→ WHAT IS EXPECTED
Quote the entry on the Missing Richard Simmons podcast in full, word for word.

→ SELECTED EXTRACT
· · ·

- Genre: Investigative journalism; Serialized audio narrative;
- Language: English

Production
- Production: Dan Taberski; Henry Molofsky;
- Length: 27–33 minutes

Technical specifications
- Audio format: Podcast (via streaming or downloadable MP3)

Publication
- No. of seasons: 1
- No. of episodes: 6 (+2 "Bonus" episodes)
- Original release: February 15 – March 20, 2017

Related
- Followed by: Surviving Y2K
- Website: Missing Richard Simons

= Missing Richard Simmons =

Investigative journalism podcast

Missing Richard Simmons is an investigative journalism podcast hosted by journalist Dan Taberski and created by Stitcher, First Look Media and Pineapple Street Media. The six-episode series ran from February 15, 2017 through March 20, 2017, with episodes released every week.

==Synopsis==
Missing Richard Simmons focuses on the sudden retirement from public life of the fitness instructor and actor Richard Simmons. After having an illustrious media career spanning over 30 years, and known for interacting with fans on a personal level, Simmons disappeared from the public eye in February 2014. Not only did Simmons no longer appear in the media, he also stopped teaching his regular exercise classes at his gym – Slimmons – and stopped corresponding with his friends and fans. Former producer on The Daily Show, Dan Taberski, sets out to find out why.

· · ·

(A few records)
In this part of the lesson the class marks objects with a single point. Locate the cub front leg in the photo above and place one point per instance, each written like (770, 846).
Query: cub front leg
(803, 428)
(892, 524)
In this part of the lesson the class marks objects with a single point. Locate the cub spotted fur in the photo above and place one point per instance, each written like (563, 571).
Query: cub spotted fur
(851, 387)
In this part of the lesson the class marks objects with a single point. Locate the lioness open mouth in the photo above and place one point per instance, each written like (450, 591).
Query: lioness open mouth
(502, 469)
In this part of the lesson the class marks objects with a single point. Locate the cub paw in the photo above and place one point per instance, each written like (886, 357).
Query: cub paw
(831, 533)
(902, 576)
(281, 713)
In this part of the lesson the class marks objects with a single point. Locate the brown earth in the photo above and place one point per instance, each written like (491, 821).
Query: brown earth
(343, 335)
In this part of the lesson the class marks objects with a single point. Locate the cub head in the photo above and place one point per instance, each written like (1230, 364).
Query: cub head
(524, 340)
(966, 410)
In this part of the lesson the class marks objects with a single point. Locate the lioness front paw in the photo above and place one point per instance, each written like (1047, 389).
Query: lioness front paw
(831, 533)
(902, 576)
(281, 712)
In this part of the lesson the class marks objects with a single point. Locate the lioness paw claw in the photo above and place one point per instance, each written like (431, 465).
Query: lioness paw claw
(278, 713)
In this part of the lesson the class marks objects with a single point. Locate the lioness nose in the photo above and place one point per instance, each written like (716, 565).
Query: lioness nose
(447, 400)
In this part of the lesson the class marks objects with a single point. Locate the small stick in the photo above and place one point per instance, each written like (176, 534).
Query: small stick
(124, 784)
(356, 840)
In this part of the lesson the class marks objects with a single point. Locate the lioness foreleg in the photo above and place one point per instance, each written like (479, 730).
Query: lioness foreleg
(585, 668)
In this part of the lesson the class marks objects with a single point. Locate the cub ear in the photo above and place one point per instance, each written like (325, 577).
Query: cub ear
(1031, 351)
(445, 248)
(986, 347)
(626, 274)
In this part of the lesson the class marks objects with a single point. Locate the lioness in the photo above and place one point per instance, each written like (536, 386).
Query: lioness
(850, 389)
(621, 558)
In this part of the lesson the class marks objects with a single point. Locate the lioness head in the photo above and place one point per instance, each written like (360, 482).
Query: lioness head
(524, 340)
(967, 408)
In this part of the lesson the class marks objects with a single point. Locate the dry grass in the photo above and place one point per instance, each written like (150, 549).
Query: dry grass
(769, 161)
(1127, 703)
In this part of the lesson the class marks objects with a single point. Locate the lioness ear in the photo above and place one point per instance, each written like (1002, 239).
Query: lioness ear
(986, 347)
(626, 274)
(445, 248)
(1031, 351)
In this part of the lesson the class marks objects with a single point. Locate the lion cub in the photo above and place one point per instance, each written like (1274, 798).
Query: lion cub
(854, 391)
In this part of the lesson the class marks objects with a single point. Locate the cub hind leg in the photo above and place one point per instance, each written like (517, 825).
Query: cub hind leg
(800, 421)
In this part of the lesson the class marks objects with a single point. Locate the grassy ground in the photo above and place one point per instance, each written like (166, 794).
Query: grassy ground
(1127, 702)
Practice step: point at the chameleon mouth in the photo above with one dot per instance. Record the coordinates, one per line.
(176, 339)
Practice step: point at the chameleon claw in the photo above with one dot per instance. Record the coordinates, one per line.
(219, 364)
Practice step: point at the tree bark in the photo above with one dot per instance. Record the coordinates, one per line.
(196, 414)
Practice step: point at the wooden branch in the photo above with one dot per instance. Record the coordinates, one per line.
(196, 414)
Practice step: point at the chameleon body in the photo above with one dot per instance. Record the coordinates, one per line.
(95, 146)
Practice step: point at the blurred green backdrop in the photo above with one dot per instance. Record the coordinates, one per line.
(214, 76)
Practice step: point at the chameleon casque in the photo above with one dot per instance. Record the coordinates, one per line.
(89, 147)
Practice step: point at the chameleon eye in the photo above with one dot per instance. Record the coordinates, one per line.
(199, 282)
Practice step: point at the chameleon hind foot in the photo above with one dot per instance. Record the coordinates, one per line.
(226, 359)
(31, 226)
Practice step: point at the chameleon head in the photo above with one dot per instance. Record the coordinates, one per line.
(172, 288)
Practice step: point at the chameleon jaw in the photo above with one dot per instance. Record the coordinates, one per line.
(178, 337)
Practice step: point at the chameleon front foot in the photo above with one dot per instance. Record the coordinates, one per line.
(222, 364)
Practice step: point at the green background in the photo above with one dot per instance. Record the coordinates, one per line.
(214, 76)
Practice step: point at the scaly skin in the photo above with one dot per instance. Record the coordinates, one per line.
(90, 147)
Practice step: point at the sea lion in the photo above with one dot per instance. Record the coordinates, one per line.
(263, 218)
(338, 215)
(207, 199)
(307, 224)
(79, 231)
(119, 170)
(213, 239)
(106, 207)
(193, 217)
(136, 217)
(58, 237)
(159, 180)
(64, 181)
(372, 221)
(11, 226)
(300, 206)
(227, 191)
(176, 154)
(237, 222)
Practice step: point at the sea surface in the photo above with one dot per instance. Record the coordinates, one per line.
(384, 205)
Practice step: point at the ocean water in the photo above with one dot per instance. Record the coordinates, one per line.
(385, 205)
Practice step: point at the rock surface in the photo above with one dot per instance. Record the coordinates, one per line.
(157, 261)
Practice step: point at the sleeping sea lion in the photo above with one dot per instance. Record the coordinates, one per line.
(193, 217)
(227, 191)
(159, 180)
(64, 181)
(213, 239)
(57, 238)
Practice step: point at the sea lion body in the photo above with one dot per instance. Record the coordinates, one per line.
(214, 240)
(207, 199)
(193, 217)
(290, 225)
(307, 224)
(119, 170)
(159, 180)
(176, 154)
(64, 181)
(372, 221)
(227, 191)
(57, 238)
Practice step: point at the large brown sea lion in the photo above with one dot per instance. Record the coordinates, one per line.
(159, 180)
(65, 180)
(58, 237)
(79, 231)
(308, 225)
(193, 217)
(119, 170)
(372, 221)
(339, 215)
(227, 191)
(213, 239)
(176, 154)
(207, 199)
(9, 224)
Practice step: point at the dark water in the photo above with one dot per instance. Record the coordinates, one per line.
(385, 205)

· · ·

→ RESPONSE TO THIS EXERCISE
- Genre: Investigative journalism; Serialized audio narrative;
- Language: English

Production
- Production: Dan Taberski; Henry Molofsky;
- Length: 27–33 minutes

Technical specifications
- Audio format: Podcast (via streaming or downloadable MP3)

Publication
- No. of seasons: 1
- No. of episodes: 6 (+2 "Bonus" episodes)
- Original release: February 15 – March 20, 2017

Related
- Followed by: Surviving Y2K
- Website: Missing Richard Simons

= Missing Richard Simmons =

Investigative journalism podcast

Missing Richard Simmons is an investigative journalism podcast hosted by journalist Dan Taberski and created by Stitcher, First Look Media and Pineapple Street Media. The six-episode series ran from February 15, 2017 through March 20, 2017, with episodes released every week.

==Synopsis==
Missing Richard Simmons focuses on the sudden retirement from public life of the fitness instructor and actor Richard Simmons. After having an illustrious media career spanning over 30 years, and known for interacting with fans on a personal level, Simmons disappeared from the public eye in February 2014. Not only did Simmons no longer appear in the media, he also stopped teaching his regular exercise classes at his gym – Slimmons – and stopped corresponding with his friends and fans. Former producer on The Daily Show, Dan Taberski, sets out to find out why.